Dataset items:
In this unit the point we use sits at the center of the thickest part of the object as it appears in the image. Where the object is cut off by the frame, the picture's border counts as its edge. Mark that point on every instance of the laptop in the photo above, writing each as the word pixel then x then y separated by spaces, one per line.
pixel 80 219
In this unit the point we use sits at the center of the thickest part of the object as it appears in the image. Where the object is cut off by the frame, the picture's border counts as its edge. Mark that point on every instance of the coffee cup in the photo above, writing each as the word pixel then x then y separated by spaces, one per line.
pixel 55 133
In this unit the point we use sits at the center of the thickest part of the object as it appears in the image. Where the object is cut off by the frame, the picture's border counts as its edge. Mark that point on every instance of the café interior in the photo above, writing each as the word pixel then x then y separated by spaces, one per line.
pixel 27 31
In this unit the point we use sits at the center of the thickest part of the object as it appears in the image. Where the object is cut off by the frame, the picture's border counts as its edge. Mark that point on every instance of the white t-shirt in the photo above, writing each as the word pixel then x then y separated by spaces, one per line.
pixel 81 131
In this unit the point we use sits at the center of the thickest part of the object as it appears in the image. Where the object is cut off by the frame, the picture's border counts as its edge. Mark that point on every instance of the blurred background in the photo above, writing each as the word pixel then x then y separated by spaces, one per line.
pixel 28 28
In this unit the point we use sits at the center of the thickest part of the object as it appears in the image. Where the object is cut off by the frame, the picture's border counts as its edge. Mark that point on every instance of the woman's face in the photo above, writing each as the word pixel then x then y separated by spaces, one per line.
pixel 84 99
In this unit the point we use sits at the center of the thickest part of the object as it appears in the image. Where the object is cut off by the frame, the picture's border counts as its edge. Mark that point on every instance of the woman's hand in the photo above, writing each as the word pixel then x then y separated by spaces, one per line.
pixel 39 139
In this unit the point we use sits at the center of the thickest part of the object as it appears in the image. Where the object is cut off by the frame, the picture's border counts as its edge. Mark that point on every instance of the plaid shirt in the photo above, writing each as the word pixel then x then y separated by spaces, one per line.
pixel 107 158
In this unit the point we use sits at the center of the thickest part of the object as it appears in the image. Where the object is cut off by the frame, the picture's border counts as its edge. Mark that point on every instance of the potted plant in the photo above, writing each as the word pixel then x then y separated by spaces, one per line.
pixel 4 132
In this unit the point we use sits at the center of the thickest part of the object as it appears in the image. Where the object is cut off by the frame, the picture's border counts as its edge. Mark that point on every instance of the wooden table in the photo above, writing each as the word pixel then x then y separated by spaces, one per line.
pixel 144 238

### Stated task
Give again only the lines of the material above that run from the one with "of the plaid" through the end, both included, exactly as they appear.

### Full output
In this unit the point we use sits at the center of the thickest part of the object as it appears in the image. Where the object is cut off by the frame, the picture's border counts as its edge. Mark that point on every instance of the plaid shirt in the photo above, writing each as the word pixel then x then y separated by spaces, one per line.
pixel 107 158
In this unit the point we use sits at the center of the thickest part of the object as it appears in the image. Where the object is cut off by the frame, the picture's border counts as its edge. Mark that point on every instance of the potted plant in the photo above, writing each as the word pixel then x then y separated by spaces, one per line.
pixel 4 132
In this unit the point we use sits at the center of the thickest part of the object as it appears in the image. Where the object is cut off by the frame, the picture's border counts as its edge. Mark that point on every instance of the wooden table in the photo above, writing each as the word pixel then x then y separated by spaces, one per line.
pixel 144 238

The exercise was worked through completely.